■ **THE RECORDS**:
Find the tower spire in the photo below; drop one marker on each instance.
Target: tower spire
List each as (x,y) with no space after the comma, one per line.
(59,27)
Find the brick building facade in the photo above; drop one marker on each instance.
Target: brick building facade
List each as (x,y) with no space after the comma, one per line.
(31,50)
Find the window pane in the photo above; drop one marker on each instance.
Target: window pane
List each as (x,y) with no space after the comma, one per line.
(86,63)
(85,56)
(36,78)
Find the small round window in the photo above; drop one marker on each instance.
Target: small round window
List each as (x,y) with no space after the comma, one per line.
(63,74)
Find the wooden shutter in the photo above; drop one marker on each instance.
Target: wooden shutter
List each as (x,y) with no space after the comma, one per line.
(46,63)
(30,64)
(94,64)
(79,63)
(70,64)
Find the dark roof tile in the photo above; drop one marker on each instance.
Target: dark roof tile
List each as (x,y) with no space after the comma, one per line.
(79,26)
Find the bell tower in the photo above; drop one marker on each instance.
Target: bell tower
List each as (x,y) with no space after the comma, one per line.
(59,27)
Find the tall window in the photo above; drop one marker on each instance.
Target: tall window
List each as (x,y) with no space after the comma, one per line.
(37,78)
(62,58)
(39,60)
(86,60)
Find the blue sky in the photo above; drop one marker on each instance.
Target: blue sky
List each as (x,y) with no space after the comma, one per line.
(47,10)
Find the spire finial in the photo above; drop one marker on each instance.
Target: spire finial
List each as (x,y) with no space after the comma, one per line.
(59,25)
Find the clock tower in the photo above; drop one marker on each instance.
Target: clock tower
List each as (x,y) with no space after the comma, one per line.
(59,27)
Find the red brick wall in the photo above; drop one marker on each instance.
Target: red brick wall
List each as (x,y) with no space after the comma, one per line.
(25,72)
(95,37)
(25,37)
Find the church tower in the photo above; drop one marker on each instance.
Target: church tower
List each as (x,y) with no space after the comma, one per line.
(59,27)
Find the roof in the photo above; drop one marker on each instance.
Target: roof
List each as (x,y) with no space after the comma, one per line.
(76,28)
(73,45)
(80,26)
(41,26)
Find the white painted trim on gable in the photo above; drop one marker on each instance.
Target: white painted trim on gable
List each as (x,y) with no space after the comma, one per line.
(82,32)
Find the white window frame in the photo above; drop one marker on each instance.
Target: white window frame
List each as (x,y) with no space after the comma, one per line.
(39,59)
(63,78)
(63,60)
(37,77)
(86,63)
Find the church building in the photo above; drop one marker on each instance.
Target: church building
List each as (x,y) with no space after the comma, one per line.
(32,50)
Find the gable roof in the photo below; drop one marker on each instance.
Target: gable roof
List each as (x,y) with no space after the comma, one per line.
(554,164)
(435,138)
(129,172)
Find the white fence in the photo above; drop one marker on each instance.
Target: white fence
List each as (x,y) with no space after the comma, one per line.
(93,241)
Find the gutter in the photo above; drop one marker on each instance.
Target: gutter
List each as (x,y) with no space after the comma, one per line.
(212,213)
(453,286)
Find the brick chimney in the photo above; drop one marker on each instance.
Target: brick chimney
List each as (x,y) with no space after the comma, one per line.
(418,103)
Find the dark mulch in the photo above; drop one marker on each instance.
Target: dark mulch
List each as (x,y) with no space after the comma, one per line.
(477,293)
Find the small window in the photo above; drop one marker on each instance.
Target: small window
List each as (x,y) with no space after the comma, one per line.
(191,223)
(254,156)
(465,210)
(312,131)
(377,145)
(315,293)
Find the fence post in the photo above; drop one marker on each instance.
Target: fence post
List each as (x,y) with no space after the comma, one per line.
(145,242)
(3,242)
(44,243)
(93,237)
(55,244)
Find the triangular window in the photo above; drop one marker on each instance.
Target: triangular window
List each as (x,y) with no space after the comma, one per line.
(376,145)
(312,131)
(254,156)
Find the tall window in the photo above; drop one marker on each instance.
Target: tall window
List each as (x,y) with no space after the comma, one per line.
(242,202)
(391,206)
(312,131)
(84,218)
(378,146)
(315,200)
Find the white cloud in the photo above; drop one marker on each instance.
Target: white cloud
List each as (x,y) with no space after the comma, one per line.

■ **REQUIRED ACTION**: Word for word, transcribe all of the records.

■ **SOLUTION**:
Find the tower spire in the photo below; drop one marker on each instance.
Target: tower spire
List each as (x,y) with no space after the comma, one per line.
(59,27)
Find the brick building facade in the photo above; drop one marker on each instance.
Target: brick building facade
List each as (x,y) with no space after the comma, one per line.
(31,50)
Find the window pane in the photo above; drop one marker on each instance.
Target: window pane
List each as (x,y) with no space after the comma, one per line.
(86,63)
(85,56)
(36,78)
Find the small round window in the photo above; drop one marker on each instance.
Target: small round window
List each as (x,y) with no space after the comma, one per line.
(63,74)
Find the wooden shutter in the photo above; drop one marker on each instance.
Target: wooden shutter
List each as (x,y) with no space after the comma, one per line.
(46,63)
(30,64)
(94,64)
(79,63)
(70,64)
Find the dark roof tile in the photo above; drop one marker on each instance.
Target: dark roof tile
List each as (x,y) with no space after the comma, one per line.
(79,26)
Find the bell tower in the photo above; drop one marker on each instance.
Target: bell tower
List each as (x,y) with no space after the comma, one per line.
(59,27)
Find the tall window in the photo above; drop one marker on each instance.
Target: tall window
List each as (x,y) with no space after the comma, one per line.
(37,78)
(62,58)
(39,60)
(86,60)
Find the blue sky in the photo above; drop one marker on each instance.
Target: blue sky
List each as (x,y) with no space after the comma, one per line.
(47,10)
Find the spire finial in the photo above; drop one marker on each instance.
Target: spire finial
List each as (x,y) with no space after the comma, one per line.
(59,25)
Find the clock tower in the photo above; drop one marker on each instance.
Target: clock tower
List each as (x,y) with no space after the comma, one per line.
(59,27)
Find the red brick wall in the photo above; drop one marker on each instance.
Target: red brick wall
List each as (x,y) with no space after the comma, one per line.
(25,72)
(95,37)
(25,37)
Find the church tower in the photo above; drop one marker on each instance.
Target: church tower
List each as (x,y) with no space after the comma, one per line.
(59,27)
Find the roof in the photo above; drop one marker on each instance.
Target: roof
List each as (x,y) with no space after the comma, one per line.
(76,28)
(73,45)
(80,26)
(41,26)
Find the white painted trim on gable in the photo above; drop one marker on each instance.
Target: white painted trim on gable
List each as (x,y) with no space after the comma, one per line.
(82,32)
Find the white window frame in the photo above; drop one marker on each instance.
Target: white window frame
List each as (x,y) with no space after the comma, one per line.
(39,59)
(63,78)
(63,60)
(37,77)
(86,63)
Find the church building in the photo above; drop one marker on each instance.
Target: church building
List each as (x,y) with no space after the comma, one per line.
(32,50)
Find the gable roof in the photo below; drop one marker on each instance.
Target: gable roof
List each as (x,y) with no space after the comma, one per line.
(554,164)
(435,138)
(129,172)
Find the white fence in the photo above; drop one marker on each instance.
Target: white fence
List each as (x,y) with no space after the comma, one per line.
(93,241)
Find the gutter in the photo above; drop one marker on each instance.
Target: gutter
List each as (x,y) with no space after the comma, one per line.
(212,213)
(453,286)
Find the brick chimney in the photo above; drop one marker on each instance.
Target: brick chimney
List each as (x,y) with no space after the comma, one per line.
(418,103)
Find the dark mulch in the photo above; drop one marker on each instance.
Target: dark mulch
List each as (x,y) with no space after the comma, one per line.
(477,293)
Find the small window in the photo above; drop one marker on each instance.
Target: small window
List each as (x,y) with no space after the comma, one per line.
(191,223)
(254,156)
(465,210)
(312,131)
(377,145)
(315,293)
Find the fence post in the photo above; drop one marker on each instance.
Target: fence post
List each as (x,y) with no space after the comma, one per line.
(145,242)
(3,242)
(44,243)
(93,237)
(55,244)
Find the triangular window in the photo above; drop one marker on each instance.
Target: triangular window
List each as (x,y) with no space after the comma, one per line.
(376,145)
(312,131)
(254,156)
Find the tall window in the photo above; drop one marker on each instance.
Target: tall window
List each as (x,y) with no space after the comma, one per line.
(242,202)
(391,206)
(312,131)
(84,218)
(378,146)
(315,200)
Find the white cloud in the photo above; drop one marker on each instance.
Target: white cloud
List each as (x,y) with no space after the comma, one per line.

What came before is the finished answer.